▶ **Section du document**
Les vitrimères, des plastiques révolutionnaires qui ont les qualités des verres
Les matières plastiques traditionnelles
Certains matériaux plastiques comme l’antique bakélite ou les modernes résines époxy sont thermodurcissables, c’est-à dire qu’ils ne peuvent être mis en œuvre qu’une seule fois. Ils doivent donc être polymérisés dans un moule à la forme de l’objet désiré. Ils ne peuvent plus être refondus et ne peuvent être dissous dans un solvant après leur polymérisation. Ils ne sont donc pas recyclables. Leurs chaînes de monomères sont fortement fixées par des liaisons covalentes croisées On ne peut plus rectifier leur forme par chauffage ni par dissolution. En revanche, ils sont rigides et résistants mécaniquement et thermiquement.
Une liaison covalente est une liaison chimique dans laquelle chacun des atomes liés met en commun un électron d’une de ses couches externes afin de former un doublet d’électrons liant les deux atomes.
On désigne sous le nom de résines époxy des polymères du groupement chimique appelé époxyde qui ont de grandes applications industrielles, en particulier pour les colles, les peintures et les coques plastiques de bateaux.
Au contraire, les thermoplastiques, qui sont déjà polymérisés mais avec des chaînes de monomères faiblement couplées, deviennent fluides au chauffage ce qui permet de les extruder ou de les injecter dans un moule. Ils peuvent être souples et même élastiques. Néanmoins, ils ne possèdent pas les qualités de résistance mécanique et thermique des thermodurcissables. Ils ne sont pas non plus insolubles. Ils sont recyclables, mais, si on les chauffe, on obtient très vite un liquide qu’on ne peut travailler ni souder comme on peut le faire avec des verres.
L’idéal serait un matériau innovant ayant les propriétés des uns et des autres.
Un nouveau concept de matériau plastique
L’idée maîtresse qui a guidé les chercheurs français ( L. Leibler et al.) de l’ESPCI Paris Tech- MMC-CNRS fut de concevoir une structure chimique telle qu’à haute température il existe des échanges de liaisons permettant un relâchement des tensions et donc la malléabilité tandis qu’au refroidissement ces échanges deviennent si lents que le système se comporte comme un solide. Le nombre de liaisons covalentes reste alors constant. Cette structure en réseau peut maintenir son intégrité et son insolubilité à haute température car, en dehors des échanges de liaisons, il n’y a pas rupture de liaisons, donc pas de dépolymérisation.
Et ils ont réussi, en faisant polymériser des résines époxy avec un catalyseur particulier, à obtenir des solides thermoplastiques qui présentent, une fois refroidis, des propriétés mécaniques et d’insolubilité analogues à celles de la silice, constituant principal des verres. Et l’on peut travailler ce type de matériau comme le verre, l’étirer, le souder et même lui donner ainsi des formes qu’on ne peut obtenir par simple moulage.

▶ **Items**
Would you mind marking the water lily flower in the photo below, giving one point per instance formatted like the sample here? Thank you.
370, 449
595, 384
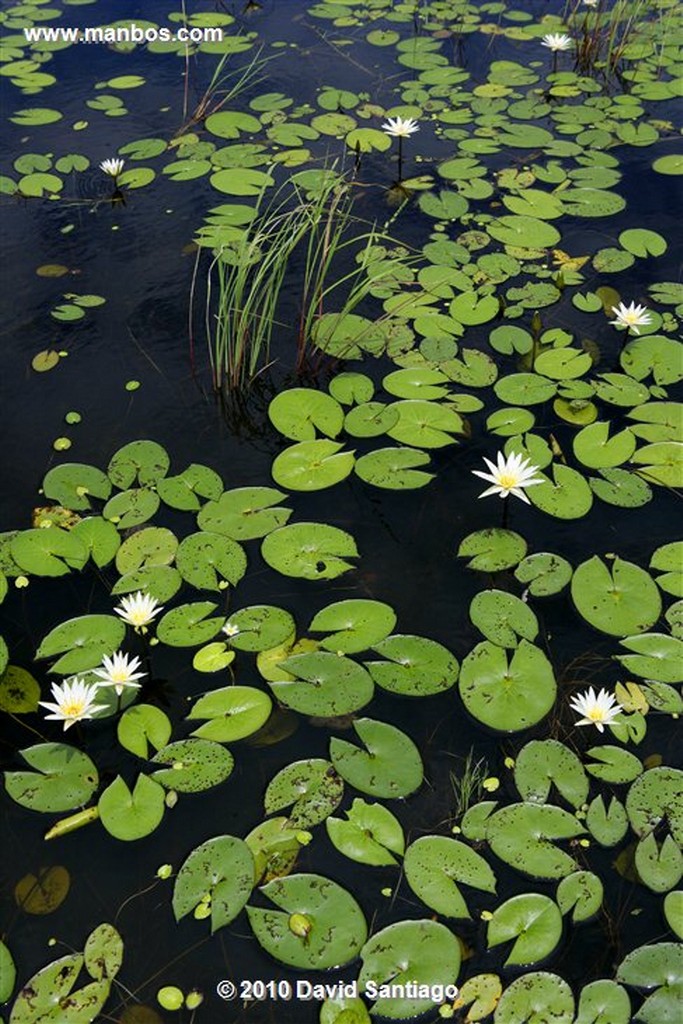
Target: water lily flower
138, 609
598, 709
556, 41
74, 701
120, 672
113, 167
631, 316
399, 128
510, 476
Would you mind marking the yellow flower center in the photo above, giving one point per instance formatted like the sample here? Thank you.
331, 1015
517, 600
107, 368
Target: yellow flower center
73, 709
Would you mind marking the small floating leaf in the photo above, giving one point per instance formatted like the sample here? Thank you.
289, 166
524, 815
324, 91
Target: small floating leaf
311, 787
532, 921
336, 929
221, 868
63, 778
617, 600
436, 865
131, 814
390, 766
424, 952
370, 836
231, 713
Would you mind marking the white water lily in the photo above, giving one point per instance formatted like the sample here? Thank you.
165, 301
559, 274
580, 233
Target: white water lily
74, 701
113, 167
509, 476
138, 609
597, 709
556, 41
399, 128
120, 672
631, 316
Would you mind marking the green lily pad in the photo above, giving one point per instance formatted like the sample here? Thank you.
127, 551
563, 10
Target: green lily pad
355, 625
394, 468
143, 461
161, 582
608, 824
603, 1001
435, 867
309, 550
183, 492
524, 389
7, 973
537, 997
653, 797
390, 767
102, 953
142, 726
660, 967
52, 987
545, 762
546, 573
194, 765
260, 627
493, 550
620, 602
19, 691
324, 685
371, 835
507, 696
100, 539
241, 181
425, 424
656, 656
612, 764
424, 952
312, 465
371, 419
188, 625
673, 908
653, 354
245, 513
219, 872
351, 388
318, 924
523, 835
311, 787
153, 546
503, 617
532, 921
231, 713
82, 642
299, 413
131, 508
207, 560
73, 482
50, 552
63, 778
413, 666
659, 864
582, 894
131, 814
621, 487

▶ **Tâche A**
Renvoie tel quel, dans le texte sur les vitrimères, le passage allant de « Au contraire, les » jusqu'à « avec des verres. ».
▶ **Tâche B**
D'après le texte sur les vitrimères, quels deux matériaux plastiques sont cités comme exemples de thermodurcissables ?

▶ **Réponse complète A**
Au contraire, les thermoplastiques, qui sont déjà polymérisés mais avec des chaînes de monomères faiblement couplées, deviennent fluides au chauffage ce qui permet de les extruder ou de les injecter dans un moule. Ils peuvent être souples et même élastiques. Néanmoins, ils ne possèdent pas les qualités de résistance mécanique et thermique des thermodurcissables. Ils ne sont pas non plus insolubles. Ils sont recyclables, mais, si on les chauffe, on obtient très vite un liquide qu’on ne peut travailler ni souder comme on peut le faire avec des verres.

▶ **Réponse complète B**
La bakélite et les résines époxy.